▶ [Record excerpts]:
• • • • •

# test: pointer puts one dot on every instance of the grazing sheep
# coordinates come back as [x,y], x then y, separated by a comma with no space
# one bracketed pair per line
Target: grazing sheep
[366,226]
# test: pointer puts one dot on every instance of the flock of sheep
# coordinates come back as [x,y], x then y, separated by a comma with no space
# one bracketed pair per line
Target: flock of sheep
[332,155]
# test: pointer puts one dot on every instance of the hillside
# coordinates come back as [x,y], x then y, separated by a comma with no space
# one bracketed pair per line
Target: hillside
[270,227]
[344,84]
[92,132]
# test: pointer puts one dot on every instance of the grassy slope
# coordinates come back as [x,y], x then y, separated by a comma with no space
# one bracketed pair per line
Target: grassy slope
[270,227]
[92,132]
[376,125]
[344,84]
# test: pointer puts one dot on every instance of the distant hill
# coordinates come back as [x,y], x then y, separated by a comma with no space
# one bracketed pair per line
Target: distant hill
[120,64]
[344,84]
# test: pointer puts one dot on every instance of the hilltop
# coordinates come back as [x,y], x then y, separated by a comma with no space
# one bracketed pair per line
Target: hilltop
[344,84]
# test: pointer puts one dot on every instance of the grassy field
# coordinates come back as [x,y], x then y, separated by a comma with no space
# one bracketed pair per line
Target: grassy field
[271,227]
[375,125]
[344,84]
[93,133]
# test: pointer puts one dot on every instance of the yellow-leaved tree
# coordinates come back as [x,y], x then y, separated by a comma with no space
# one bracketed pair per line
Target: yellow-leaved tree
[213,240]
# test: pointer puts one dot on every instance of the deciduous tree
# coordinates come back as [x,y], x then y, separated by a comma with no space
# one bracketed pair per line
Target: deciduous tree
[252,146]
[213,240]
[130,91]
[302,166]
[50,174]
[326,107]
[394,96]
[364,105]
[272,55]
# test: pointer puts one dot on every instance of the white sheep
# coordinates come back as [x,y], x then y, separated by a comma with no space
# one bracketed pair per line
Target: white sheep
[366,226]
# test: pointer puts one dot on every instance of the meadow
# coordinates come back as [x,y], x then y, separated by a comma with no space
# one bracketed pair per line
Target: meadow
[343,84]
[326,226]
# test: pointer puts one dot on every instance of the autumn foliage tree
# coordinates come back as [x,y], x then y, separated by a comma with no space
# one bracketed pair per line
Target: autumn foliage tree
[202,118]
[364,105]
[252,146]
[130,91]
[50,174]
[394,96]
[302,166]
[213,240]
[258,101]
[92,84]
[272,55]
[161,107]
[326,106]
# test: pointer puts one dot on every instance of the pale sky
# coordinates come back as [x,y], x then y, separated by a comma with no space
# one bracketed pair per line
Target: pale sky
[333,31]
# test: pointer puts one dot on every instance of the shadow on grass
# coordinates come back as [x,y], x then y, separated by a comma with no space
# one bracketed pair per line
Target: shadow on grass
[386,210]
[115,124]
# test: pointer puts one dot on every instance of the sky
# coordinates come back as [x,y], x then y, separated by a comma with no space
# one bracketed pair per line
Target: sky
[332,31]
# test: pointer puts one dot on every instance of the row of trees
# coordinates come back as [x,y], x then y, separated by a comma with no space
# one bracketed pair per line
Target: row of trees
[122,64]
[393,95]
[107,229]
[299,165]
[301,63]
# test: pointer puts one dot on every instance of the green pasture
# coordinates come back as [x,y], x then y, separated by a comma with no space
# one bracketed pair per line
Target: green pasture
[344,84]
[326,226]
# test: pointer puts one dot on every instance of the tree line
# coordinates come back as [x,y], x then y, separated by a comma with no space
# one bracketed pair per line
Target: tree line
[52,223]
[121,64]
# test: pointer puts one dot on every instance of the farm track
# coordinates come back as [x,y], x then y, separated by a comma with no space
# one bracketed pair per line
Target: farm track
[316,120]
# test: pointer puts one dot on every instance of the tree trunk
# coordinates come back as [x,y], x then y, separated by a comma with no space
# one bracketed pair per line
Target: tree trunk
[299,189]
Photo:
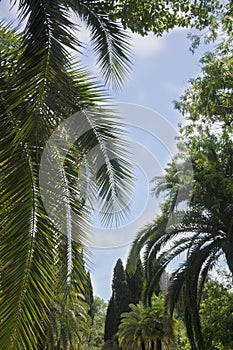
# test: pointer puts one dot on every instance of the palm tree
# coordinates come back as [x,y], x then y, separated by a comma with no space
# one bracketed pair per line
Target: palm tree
[42,87]
[143,326]
[202,231]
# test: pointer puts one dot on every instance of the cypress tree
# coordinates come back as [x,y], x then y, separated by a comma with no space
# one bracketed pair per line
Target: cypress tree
[89,294]
[109,321]
[135,283]
[121,293]
[119,301]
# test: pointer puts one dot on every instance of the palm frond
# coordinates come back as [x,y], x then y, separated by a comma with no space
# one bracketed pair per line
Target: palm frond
[111,43]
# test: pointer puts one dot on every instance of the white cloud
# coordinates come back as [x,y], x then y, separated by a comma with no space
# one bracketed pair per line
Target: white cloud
[147,45]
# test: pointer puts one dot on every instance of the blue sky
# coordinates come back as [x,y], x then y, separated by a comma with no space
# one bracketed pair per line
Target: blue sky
[161,70]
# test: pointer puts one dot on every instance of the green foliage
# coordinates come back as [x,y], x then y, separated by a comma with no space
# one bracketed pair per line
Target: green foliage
[99,308]
[41,269]
[141,327]
[135,283]
[203,228]
[110,320]
[119,301]
[161,16]
[216,313]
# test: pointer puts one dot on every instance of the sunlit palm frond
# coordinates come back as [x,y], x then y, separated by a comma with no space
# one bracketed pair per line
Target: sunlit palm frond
[111,43]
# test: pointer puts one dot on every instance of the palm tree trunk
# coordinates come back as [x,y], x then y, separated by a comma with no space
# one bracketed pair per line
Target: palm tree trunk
[158,344]
[143,345]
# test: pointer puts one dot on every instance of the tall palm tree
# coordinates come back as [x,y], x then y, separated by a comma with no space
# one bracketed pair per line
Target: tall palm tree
[141,327]
[202,231]
[42,87]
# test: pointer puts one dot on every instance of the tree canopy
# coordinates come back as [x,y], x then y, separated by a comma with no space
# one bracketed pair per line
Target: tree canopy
[197,220]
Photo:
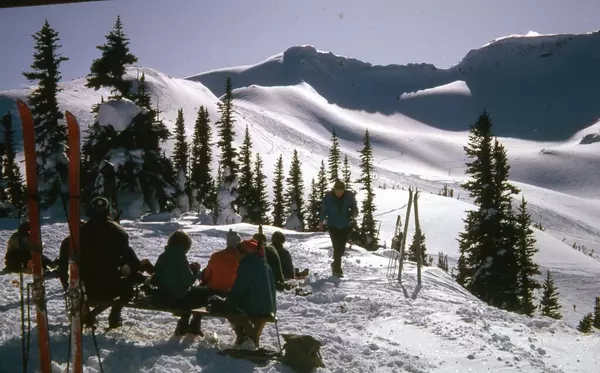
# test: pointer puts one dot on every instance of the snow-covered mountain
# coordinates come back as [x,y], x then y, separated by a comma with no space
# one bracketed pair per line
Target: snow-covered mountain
[366,321]
[536,89]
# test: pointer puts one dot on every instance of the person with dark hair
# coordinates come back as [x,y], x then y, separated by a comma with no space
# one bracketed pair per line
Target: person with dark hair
[338,208]
[273,260]
[175,281]
[106,262]
[18,250]
[253,292]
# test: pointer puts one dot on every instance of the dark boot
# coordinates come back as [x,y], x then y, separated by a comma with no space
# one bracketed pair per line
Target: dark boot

• • • • •

Write the records above out again exactly, but not the pictures.

▶ [Output for this exercise]:
# test: pointer puts one dot on every instance of the grazing sheep
# coordinates come back as [x,y], x then y, separated by a comma with no space
# one bracketed pair per line
Target: grazing sheep
[366,226]
# test: pointer puts one dot on every instance of the flock of sheep
# coordinates come back as [x,y], x then y, separated by a comma with no space
# one bracketed pair per line
Target: flock of sheep
[332,155]
# test: pointer puts one dot on every instance of the hillside
# coordinates come back as [x,y], x then y, separated by a comma with no space
# one bracketed pair per line
Target: hillside
[270,227]
[344,84]
[92,132]
# test: pointer puts one dot on every instance of the grassy slope
# coordinates come back as [x,y], x then y, separated by a comma with no space
# one bracketed pair per line
Target: grassy slope
[270,227]
[92,132]
[376,125]
[344,84]
# test: pointer puts one dot on every instance of the distant hill
# coordinates come back as [x,y], x then y, separated by a comma with no space
# one bracketed pair per line
Target: distant hill
[120,64]
[344,84]
# test: pointer puts one dot on every instance of the hilltop
# coordinates come back as [x,y], x then y, separated by a comma with no space
# one bracketed pair per line
Target: hilltop
[344,84]
# test: pointer puts one dot on every instance of the grassy field
# coordinates come back as [x,y], x then y, separated by a comma with no space
# one bracketed pair per line
Target: grassy field
[271,227]
[375,125]
[344,84]
[93,133]
# test: pointer puts one dot on every instance of the yellow-leaved tree
# coordinates come back as [x,y], x then y, separated by a comma with no space
# one bracketed pair per line
Target: yellow-leaved tree
[213,240]
# test: pointer puts one dot on every instance of the deciduous tree
# coordinates come back as [x,y], x then y, separated by a comma with no space
# one bracketed pair per line
Target: deciduous tree
[252,146]
[213,240]
[130,91]
[302,166]
[50,174]
[326,107]
[394,96]
[364,105]
[272,55]
# test: pointer puts one dot on every instance of the white sheep
# coordinates come back as [x,y], x then y, separated by a comma with no space
# one bracketed pair per line
Target: white sheep
[366,226]
# test: pointer puts one dot on every instance of the meadow
# coordinates come back as [x,y], x then y, separated by a comma with no space
# one bracketed pair per line
Target: meadow
[343,84]
[326,226]
# test: pointer puts one dot on every instance of the autumn foliage tree
# coordinates come back as [x,y], x then y, separated by a comma with no space
# one bracketed pair per line
Target: autumn foliage tree
[202,118]
[364,105]
[252,146]
[130,91]
[50,174]
[394,96]
[302,166]
[213,240]
[258,101]
[92,84]
[272,55]
[161,107]
[326,106]
# test: pointer puts one dot on every instance of the pale sky
# coordinates come back as [x,y], x then y, separated by a comma with no space
# one bracketed pair per line
Target: pale sky
[333,31]
# test: pointer puts one dot on every instance of the shadow on grass
# coordinates come back as [x,y], x then y, separated by a comma with no space
# one bracketed pair per line
Target: shadow on grass
[386,210]
[115,124]
# test: pointer puts one dot on every instance of the sky
# coordinates come back as [x,y], x then y, separated by a comma with no space
# one bracketed pair per line
Target: sky
[332,31]
# test: pointer puts one dot on every instance of the row of trees
# coordinates come back as [x,y], x then y, separated by a comma with no space
# one bracketed pair per line
Target: row of trees
[122,64]
[393,95]
[107,229]
[299,165]
[301,63]
# test: pointer puts one dot on every instance of the green pasture
# coordinates come back as [x,y], x then y, separated by a comma with no space
# one bracketed pair per line
Target: green pasture
[344,84]
[326,226]
# test: pointer puts one dot on every instance of the tree line
# coordinates come back as [x,y], x then y, separated by a comma with no space
# one bracketed pair per line
Target: tree line
[52,223]
[121,64]
# test: pointer puts one dot on every instance of the farm track
# coordinates come back as [x,y], x then y, separated by a comma with no space
# one bracketed pair per line
Target: farm track
[316,120]
# test: pointer puts one dot on every instance of the tree trunk
# coordinates come back as [x,y], x then y, separated by a comma with no space
# one bracketed pair per line
Target: tree trunk
[299,189]
Photo:
# test: pointer puts one dot on every instance of the palm tree
# coordinates come back as [x,y], x then y, separated by a comma with no space
# one bracketed pair per line
Target: palm tree
[42,87]
[143,326]
[202,231]
# test: pointer puts one dot on every instance of the cypress tree
# coordinates come back as [x,y], x then y, separated by a comma with no space
# one bracketed pair per line
Target: cypress tree
[89,294]
[109,321]
[135,283]
[121,293]
[119,301]
# test: pointer puts one dot on every instance of the palm frond
# coordinates come back as [x,y], x then y, separated by a comma with no space
# one bracketed pair per line
Target: palm frond
[111,43]
# test: pointer puts one dot on every instance of the white cloud
# coordinates come back as [x,y], x then y, separated by a comma with no space
# one bracketed pair per line
Target: white cloud
[147,45]
# test: pointer puts one dot on every instance of the blue sky
# coordinates come back as [x,y], x then y, separated by a comma with no space
# one bracketed pair per line
Target: blue sky
[161,70]
# test: pointer puts one dot on every instance of the green foliage
# coordinates come back as [x,y], x then y, separated by a comma with no space
# one bracketed pair per line
Target: green foliage
[99,308]
[41,269]
[141,327]
[135,283]
[203,228]
[110,320]
[119,301]
[161,16]
[216,313]
# test: pointer puts one dot on every instance of the sunlit palm frond
# coordinates come back as [x,y], x then y, separated by a comma with no space
# one bracketed pair per line
Target: sunlit palm frond
[111,43]
# test: pointer puts one dot on every instance of the palm tree trunk
# coordinates come back as [x,y], x then y, separated by a comma with no space
# one bracketed pair per line
Target: palm tree trunk
[158,344]
[143,345]
# test: pointer puts one dot on every instance of the tall palm tree
# coordinates come back as [x,y], x then y, separated by a comma with no space
# one bracketed pair per line
Target: tall palm tree
[141,327]
[202,231]
[42,87]
# test: pointer puts one dot on every instance of the tree canopy
# coordinates come back as [x,y], x then y, separated by a comma with no space
# one bracketed pair per line
Target: tree canopy
[197,220]
Photo:
# test: pointer puts one dot on every instance of the snow-covered mountain
# coordinates come back as [x,y], x then y, separated by a comma with no space
# one bracketed pair per line
Target: snow-covered mountain
[366,321]
[536,89]
# test: pointer puts one dot on every instance of the person with dark hair
# coordinates come back as [x,y], x then y, separated by a comma with no space
# one bracketed pair per line
Target: person with dark hair
[338,208]
[273,260]
[175,281]
[106,262]
[18,250]
[253,292]
# test: pointer puts one dot on every instance of the dark boot
# coordinates come back as [x,y], x then y, separated by a comma with no space
# one bracketed pair per line
Target: dark boot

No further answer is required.